→ **EXERCISE PROMPT**
Nothing but an exact copy of the data should be output.

→ **RECORDS PROVIDED**
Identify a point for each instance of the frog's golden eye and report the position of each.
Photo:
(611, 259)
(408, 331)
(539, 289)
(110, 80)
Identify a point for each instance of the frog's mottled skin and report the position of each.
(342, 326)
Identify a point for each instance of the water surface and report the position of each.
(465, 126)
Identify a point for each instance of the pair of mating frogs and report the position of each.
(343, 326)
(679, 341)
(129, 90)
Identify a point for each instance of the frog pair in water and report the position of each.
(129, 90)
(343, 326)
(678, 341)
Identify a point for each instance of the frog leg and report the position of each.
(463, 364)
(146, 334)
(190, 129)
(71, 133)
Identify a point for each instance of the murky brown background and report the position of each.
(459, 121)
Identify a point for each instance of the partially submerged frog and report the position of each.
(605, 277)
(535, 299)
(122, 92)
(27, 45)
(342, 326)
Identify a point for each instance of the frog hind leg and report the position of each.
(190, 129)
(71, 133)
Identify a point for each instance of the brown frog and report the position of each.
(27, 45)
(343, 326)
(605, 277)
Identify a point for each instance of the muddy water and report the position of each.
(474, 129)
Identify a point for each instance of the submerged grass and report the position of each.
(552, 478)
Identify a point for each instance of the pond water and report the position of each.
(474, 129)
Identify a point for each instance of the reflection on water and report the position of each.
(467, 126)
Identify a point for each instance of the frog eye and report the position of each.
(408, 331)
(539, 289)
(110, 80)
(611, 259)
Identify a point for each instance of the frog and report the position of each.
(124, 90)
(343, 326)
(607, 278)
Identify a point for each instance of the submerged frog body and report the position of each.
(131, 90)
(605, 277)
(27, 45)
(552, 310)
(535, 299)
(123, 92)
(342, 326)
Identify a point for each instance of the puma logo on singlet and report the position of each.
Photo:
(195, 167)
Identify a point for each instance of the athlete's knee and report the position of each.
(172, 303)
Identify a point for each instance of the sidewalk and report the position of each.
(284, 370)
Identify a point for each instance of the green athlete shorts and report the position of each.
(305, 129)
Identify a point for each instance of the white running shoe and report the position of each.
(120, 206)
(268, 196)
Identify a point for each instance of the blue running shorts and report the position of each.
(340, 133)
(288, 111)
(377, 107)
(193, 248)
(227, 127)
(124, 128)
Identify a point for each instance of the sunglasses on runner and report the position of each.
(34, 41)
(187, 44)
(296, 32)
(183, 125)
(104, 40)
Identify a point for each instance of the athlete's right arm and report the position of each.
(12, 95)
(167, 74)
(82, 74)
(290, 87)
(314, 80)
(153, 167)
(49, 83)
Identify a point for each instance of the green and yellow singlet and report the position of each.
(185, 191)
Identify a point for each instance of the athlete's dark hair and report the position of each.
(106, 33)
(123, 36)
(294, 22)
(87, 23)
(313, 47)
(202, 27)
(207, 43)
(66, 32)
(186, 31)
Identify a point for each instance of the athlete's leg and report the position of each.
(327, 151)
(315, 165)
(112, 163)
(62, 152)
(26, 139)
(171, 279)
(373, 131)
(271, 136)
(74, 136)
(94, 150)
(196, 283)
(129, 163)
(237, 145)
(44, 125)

→ **EXERCISE RESULT**
Identify a point for each instance of the frog's golden eye and report the position of each.
Photo:
(611, 259)
(408, 331)
(539, 289)
(110, 80)
Identify a point for each instance of the frog's mottled skin and report the position of each.
(342, 326)
Identify a point for each instance of the water surface and report the position of each.
(465, 126)
Identify a point for each instance of the pair of mating frogs and report the position of each.
(343, 326)
(679, 341)
(129, 90)
Identify a point for each instance of the frog pair in water and report the position of each.
(129, 90)
(343, 326)
(678, 341)
Identify a point for each instance of the frog leg and report the position of each.
(463, 364)
(146, 334)
(190, 129)
(71, 133)
Identify a point for each instance of the murky brown background and report the position of each.
(459, 121)
Identify a point for each instance of the partially submerged frog and report the position of each.
(605, 277)
(535, 299)
(122, 92)
(27, 45)
(342, 326)
Identify a point for each instance of the frog hind leg and report the position of each.
(190, 129)
(71, 133)
Identify a point for each instance of the brown frog and report the position of each.
(27, 45)
(343, 326)
(605, 277)
Identify a point for each instance of the muddy water and report the position of each.
(474, 129)
Identify a point for each instance of the submerged grass and report the position of each.
(552, 478)
Identify a point for each instance of the pond water and report the position of each.
(474, 129)
Identify a point for each instance of the reflection on water and report the position of each.
(467, 126)
Identify a point for each instance of the frog eye and report the position of each.
(408, 331)
(539, 289)
(110, 80)
(611, 259)
Identify a point for each instance of the frog and report the position of each.
(124, 90)
(343, 326)
(607, 278)
Identify a point for each instance of the submerged frog body and report the position of each.
(131, 90)
(605, 277)
(27, 45)
(552, 310)
(535, 299)
(123, 92)
(342, 326)
Identify a point for each instance of the puma logo on singlet and report the position of each.
Photo:
(195, 167)
Identify a point for each instance of the athlete's knee and report the position of each.
(172, 303)
Identify a point for each instance of the sidewalk and report the position of each.
(284, 370)
Identify a point for each instance of the green athlete shorts and report the position of each.
(305, 129)
Identify a point for each instance of the white running shoe and report the position of each.
(120, 206)
(268, 196)
Identify a point for each instance of the blue running shorts and report the position of each.
(340, 133)
(288, 111)
(377, 107)
(193, 248)
(227, 127)
(124, 128)
Identify a point for each instance of the sunglasses on runner and report the position of each.
(34, 41)
(187, 44)
(296, 32)
(183, 125)
(104, 40)
Identify a point for each instance of the athlete's right arm and report the position of each.
(12, 95)
(167, 74)
(82, 74)
(290, 87)
(314, 80)
(153, 167)
(49, 83)
Identify a point for each instance of the green and yellow singlet and report the position of each.
(185, 191)
Identify a point for each instance of the athlete's dark hair and report the position of each.
(106, 33)
(123, 36)
(294, 22)
(87, 23)
(313, 47)
(202, 27)
(207, 43)
(66, 32)
(186, 31)
Identify a point for each instance of the athlete's leg and report the position of each.
(327, 151)
(315, 165)
(112, 163)
(62, 152)
(26, 139)
(171, 279)
(373, 131)
(271, 136)
(74, 136)
(94, 150)
(196, 283)
(129, 163)
(237, 145)
(44, 125)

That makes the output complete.